Written problem. Give as output the line that contains "point: the flag", followed by every remaining line of the entries, unchanged and with nothing added.

****************

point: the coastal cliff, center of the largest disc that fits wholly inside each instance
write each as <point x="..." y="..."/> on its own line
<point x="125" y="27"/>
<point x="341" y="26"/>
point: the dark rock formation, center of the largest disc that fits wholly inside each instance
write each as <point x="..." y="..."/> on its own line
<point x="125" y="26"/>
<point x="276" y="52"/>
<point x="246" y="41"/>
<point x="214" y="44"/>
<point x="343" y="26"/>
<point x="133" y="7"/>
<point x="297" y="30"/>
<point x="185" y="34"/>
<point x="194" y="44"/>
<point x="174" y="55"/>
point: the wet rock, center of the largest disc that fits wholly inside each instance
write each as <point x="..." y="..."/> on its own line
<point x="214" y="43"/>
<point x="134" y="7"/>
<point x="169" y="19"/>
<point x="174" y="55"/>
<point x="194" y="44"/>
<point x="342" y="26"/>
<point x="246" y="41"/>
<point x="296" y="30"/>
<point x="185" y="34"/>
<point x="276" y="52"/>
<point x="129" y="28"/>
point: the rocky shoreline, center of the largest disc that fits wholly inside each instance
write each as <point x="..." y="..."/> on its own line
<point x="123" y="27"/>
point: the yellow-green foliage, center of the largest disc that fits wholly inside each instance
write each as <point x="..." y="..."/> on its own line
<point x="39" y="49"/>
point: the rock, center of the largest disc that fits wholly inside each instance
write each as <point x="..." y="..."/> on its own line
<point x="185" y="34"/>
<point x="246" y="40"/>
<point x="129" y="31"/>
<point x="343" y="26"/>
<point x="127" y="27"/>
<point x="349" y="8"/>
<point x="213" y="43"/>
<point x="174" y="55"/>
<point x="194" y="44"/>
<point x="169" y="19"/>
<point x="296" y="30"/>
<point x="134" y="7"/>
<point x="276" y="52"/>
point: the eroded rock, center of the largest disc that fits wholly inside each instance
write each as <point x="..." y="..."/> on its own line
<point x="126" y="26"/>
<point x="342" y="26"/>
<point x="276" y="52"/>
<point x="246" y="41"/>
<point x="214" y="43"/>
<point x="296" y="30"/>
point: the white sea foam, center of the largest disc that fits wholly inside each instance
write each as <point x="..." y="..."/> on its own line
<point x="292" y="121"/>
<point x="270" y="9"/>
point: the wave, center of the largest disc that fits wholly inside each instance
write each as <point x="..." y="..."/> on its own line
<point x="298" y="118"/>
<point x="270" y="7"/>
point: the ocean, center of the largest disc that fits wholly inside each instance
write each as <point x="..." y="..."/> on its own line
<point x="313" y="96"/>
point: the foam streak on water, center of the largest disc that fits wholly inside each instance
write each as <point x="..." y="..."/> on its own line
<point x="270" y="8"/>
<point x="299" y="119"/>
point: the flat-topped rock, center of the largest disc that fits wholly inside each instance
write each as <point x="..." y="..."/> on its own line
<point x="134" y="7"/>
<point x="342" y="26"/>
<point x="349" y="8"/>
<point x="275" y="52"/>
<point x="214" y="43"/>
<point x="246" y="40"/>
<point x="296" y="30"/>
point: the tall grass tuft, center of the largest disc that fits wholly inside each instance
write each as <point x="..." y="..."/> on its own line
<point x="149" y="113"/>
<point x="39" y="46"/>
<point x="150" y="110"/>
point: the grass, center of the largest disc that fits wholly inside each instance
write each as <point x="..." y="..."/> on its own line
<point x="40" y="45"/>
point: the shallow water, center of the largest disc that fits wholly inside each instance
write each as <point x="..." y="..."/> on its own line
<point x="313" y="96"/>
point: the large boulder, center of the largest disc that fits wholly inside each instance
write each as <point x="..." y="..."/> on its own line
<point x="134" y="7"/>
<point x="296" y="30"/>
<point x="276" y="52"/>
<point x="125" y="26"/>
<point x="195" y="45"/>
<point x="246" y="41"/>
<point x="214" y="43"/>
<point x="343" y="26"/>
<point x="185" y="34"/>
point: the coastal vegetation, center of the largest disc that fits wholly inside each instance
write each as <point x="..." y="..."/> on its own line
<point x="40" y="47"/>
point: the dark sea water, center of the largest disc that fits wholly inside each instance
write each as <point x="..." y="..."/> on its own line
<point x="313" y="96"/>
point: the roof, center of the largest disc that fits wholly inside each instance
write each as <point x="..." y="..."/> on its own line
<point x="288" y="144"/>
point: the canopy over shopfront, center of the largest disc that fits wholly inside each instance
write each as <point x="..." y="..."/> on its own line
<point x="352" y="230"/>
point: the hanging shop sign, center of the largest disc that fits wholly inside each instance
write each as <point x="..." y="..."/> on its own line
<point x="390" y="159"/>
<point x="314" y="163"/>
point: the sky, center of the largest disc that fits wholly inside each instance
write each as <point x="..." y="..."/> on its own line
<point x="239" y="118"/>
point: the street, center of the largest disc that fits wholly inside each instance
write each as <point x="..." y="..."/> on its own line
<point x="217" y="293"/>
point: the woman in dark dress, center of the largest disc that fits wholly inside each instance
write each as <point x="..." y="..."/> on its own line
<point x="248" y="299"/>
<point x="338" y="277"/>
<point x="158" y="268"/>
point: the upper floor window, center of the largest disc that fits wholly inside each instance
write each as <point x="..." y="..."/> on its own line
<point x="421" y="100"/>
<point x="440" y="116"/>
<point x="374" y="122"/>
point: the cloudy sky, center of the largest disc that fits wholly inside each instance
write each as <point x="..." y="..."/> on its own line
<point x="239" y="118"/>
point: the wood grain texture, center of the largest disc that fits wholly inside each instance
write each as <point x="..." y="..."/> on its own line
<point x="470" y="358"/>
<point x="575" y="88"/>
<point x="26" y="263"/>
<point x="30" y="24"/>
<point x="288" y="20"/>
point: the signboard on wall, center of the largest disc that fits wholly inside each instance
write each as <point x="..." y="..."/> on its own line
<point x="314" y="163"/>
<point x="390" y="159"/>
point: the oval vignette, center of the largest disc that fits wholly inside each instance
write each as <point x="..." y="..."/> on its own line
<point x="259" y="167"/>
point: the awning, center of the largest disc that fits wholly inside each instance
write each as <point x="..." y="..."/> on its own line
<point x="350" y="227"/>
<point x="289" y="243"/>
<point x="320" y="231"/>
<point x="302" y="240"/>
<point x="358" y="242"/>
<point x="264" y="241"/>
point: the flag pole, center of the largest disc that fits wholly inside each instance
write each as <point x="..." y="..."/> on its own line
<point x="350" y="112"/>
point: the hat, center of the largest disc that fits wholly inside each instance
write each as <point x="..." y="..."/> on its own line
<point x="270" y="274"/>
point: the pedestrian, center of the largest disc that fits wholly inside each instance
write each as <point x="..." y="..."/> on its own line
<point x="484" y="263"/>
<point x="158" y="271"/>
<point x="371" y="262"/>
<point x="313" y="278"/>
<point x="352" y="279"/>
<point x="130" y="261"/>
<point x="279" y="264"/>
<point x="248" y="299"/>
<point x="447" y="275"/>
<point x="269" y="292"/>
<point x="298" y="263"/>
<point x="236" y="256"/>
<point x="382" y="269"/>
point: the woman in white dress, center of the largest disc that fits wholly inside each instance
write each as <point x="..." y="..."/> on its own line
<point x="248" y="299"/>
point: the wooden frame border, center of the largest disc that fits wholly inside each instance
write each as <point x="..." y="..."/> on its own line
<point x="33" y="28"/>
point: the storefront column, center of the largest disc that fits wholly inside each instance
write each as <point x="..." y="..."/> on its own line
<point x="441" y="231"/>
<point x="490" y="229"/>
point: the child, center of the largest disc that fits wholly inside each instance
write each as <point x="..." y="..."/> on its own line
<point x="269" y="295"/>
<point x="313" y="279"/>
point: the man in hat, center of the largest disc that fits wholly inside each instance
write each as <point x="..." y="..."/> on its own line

****************

Result of the exercise.
point: the flag pole, center of the largest disc that fits wholly inside each instance
write each as <point x="..." y="..."/> on its own line
<point x="350" y="112"/>
point: the hat, center of the largest disc that fits wholly inside each instance
write each as <point x="..." y="..."/> on its own line
<point x="270" y="274"/>
point: the pedestrian, center of the largest disc that fits wholly inside each instance
write each as <point x="..." y="..."/> on its own line
<point x="484" y="263"/>
<point x="158" y="271"/>
<point x="371" y="262"/>
<point x="313" y="278"/>
<point x="352" y="279"/>
<point x="130" y="261"/>
<point x="279" y="264"/>
<point x="248" y="299"/>
<point x="447" y="275"/>
<point x="269" y="292"/>
<point x="298" y="263"/>
<point x="236" y="256"/>
<point x="382" y="269"/>
point: the woman in white dress, center of the largest disc that fits wholly inside each instance
write each as <point x="..." y="..."/> on its own line
<point x="248" y="299"/>
point: the wooden frame border, center of the largest disc that fits wholly inside each instance
write each as <point x="..." y="..."/> on its own line
<point x="33" y="28"/>
point: the storefront column, center of the largest disc that fits wholly inside each instance
write each as <point x="..." y="..."/> on its own line
<point x="441" y="231"/>
<point x="490" y="229"/>
point: the child, center of the largest disc that fits wholly inside each instance
write each as <point x="..." y="..."/> on its own line
<point x="269" y="295"/>
<point x="313" y="279"/>
point: the man in hat, center of the largest disc that fits wholly inside each instance
write each as <point x="..." y="..."/> on its own line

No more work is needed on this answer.